_What is needed_:
Please retype the line that contains "Target: woman's bare arm" and all lines that follow it to the end of the entries below, exactly as they stand, with nothing added.
+++
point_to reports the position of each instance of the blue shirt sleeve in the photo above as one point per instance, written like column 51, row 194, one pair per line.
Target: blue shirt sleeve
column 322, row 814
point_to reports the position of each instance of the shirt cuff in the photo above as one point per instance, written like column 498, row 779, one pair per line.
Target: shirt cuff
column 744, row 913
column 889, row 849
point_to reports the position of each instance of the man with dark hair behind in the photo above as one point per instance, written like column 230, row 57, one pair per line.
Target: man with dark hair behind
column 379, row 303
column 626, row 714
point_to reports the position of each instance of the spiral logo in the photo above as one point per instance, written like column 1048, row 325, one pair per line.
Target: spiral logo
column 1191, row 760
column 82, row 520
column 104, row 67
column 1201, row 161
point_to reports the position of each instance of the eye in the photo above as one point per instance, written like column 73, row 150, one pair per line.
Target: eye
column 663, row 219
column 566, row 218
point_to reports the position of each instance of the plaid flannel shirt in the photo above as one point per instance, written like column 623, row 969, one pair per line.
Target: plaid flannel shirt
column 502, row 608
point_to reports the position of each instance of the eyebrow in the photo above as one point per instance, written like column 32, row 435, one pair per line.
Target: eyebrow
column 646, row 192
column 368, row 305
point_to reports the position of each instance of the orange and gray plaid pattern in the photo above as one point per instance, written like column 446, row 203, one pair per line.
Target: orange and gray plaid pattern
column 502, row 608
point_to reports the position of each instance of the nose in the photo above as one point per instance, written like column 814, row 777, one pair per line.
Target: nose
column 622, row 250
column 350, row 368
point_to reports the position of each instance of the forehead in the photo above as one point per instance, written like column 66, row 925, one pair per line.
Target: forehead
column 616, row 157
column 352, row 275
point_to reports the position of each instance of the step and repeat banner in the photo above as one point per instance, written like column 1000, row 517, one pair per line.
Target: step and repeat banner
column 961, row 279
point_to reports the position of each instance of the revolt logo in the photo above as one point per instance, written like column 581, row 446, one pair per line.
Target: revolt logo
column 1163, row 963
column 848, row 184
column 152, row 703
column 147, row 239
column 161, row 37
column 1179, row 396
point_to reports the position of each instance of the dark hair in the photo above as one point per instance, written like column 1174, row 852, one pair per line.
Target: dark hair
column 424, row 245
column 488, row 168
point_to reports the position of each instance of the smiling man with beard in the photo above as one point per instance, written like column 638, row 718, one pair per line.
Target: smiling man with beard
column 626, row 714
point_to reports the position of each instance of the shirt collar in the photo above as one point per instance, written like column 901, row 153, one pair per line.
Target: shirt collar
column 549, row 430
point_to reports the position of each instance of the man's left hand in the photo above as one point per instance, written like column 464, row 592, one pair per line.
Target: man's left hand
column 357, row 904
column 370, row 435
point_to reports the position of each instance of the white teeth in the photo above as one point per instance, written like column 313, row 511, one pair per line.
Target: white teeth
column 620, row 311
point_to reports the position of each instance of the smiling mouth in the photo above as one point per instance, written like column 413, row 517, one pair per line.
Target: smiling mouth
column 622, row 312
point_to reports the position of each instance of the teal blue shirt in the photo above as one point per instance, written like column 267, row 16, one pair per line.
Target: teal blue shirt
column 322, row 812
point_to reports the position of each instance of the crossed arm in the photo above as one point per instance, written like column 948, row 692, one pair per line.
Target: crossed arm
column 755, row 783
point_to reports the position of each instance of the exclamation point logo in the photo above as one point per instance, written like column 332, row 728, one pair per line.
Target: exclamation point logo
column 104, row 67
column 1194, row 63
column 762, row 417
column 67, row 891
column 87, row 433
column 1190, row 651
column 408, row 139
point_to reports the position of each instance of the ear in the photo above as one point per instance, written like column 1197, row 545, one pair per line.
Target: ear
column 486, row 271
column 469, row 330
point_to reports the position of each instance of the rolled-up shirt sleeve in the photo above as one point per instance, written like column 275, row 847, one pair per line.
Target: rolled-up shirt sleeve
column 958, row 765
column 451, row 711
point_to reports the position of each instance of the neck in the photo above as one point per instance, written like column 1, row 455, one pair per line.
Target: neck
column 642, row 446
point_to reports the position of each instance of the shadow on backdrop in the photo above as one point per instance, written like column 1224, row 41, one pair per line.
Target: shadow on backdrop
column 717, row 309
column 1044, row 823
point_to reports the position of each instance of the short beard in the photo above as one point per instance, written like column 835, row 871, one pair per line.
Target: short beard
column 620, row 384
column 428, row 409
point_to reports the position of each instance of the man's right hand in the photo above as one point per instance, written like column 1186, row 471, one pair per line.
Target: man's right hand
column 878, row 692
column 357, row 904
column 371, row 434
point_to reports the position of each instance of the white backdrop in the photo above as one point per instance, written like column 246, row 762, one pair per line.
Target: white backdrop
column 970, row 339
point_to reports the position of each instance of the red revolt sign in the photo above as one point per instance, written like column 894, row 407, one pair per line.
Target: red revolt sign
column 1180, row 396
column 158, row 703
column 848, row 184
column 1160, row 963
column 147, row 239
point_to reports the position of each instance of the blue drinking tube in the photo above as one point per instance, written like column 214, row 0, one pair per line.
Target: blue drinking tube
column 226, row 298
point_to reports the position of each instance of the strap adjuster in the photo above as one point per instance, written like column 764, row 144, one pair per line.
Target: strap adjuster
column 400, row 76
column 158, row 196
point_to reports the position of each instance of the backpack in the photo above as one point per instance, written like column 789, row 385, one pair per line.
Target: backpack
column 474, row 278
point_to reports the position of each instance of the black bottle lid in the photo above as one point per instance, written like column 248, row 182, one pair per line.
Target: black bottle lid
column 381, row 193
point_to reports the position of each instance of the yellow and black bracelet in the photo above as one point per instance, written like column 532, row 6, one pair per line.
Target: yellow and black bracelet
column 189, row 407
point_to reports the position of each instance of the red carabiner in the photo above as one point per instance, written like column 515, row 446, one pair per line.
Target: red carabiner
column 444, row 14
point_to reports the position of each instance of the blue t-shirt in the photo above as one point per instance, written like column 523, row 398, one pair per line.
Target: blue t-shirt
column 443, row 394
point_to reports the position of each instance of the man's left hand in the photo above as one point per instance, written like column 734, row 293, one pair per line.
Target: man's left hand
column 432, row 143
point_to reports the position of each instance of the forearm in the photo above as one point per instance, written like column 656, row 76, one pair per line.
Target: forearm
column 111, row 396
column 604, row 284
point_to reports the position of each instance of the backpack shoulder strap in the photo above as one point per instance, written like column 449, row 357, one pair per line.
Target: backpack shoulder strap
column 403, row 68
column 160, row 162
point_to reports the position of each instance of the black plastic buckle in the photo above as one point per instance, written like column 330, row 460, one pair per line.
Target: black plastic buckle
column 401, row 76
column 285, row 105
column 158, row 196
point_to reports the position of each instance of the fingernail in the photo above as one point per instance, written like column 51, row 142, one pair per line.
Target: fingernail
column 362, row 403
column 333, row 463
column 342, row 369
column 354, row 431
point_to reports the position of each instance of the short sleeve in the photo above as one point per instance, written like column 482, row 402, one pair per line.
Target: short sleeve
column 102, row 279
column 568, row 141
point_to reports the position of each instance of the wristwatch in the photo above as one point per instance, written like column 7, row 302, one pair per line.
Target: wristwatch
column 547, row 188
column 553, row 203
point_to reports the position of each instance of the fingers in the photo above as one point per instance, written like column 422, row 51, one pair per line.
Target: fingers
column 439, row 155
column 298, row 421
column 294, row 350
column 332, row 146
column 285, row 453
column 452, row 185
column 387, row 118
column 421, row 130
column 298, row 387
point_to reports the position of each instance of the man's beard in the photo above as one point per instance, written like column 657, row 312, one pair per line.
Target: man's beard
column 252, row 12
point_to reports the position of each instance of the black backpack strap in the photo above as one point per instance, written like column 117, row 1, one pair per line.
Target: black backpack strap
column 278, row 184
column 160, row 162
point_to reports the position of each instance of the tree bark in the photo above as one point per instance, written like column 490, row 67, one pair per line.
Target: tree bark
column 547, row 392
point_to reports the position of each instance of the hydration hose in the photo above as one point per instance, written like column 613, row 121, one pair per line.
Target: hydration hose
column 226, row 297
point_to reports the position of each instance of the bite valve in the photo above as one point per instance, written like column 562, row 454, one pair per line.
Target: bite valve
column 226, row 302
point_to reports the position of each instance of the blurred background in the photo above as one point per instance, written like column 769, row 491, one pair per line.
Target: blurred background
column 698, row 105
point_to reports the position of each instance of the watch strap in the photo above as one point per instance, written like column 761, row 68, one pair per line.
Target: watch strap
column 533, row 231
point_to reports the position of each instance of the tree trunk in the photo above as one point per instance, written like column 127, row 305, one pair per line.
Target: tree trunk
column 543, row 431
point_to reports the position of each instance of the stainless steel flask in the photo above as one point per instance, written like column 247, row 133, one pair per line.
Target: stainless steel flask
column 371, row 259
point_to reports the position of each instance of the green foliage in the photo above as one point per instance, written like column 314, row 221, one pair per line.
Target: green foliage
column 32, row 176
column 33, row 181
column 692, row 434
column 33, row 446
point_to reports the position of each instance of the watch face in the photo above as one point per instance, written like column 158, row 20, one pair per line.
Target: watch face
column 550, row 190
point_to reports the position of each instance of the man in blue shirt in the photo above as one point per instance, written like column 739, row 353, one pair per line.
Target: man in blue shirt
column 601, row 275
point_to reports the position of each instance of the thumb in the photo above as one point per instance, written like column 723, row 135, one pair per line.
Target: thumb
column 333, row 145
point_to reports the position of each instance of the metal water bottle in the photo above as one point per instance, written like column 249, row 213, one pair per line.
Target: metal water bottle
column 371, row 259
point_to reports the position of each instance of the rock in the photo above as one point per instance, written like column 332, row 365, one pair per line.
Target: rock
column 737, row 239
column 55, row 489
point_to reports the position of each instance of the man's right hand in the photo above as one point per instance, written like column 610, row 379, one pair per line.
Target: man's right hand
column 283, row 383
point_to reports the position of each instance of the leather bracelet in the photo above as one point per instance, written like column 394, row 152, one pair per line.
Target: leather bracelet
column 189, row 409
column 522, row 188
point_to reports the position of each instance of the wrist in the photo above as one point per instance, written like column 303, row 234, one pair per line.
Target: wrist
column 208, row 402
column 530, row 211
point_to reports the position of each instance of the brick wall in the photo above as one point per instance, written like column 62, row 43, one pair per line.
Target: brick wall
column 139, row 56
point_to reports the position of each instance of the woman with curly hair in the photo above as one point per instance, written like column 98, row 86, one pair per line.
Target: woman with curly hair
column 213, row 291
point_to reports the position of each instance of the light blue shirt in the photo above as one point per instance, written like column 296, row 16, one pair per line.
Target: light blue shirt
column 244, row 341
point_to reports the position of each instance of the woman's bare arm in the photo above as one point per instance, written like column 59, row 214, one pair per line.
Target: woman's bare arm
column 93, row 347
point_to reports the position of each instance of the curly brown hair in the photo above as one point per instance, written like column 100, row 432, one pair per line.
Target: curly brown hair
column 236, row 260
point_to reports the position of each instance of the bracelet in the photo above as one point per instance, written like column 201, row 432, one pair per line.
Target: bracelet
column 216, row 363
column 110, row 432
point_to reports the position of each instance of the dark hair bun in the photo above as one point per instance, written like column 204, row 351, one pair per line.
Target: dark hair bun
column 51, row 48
+++
_Task output_:
Target: woman's bare arm
column 93, row 347
point_to reports the position of each instance of the curly brown hair in the photo above as one point per instance, written like column 100, row 432, one pair per line.
Target: curly brown hair
column 236, row 260
point_to reports the position of each instance of the bracelet in the photo above as one point per instance, written like column 201, row 432, one pair per line.
Target: bracelet
column 216, row 363
column 110, row 432
point_to reports the position of each instance of the dark hair bun in the photo above as one point per instance, written like column 204, row 351, one pair per line.
Target: dark hair bun
column 51, row 48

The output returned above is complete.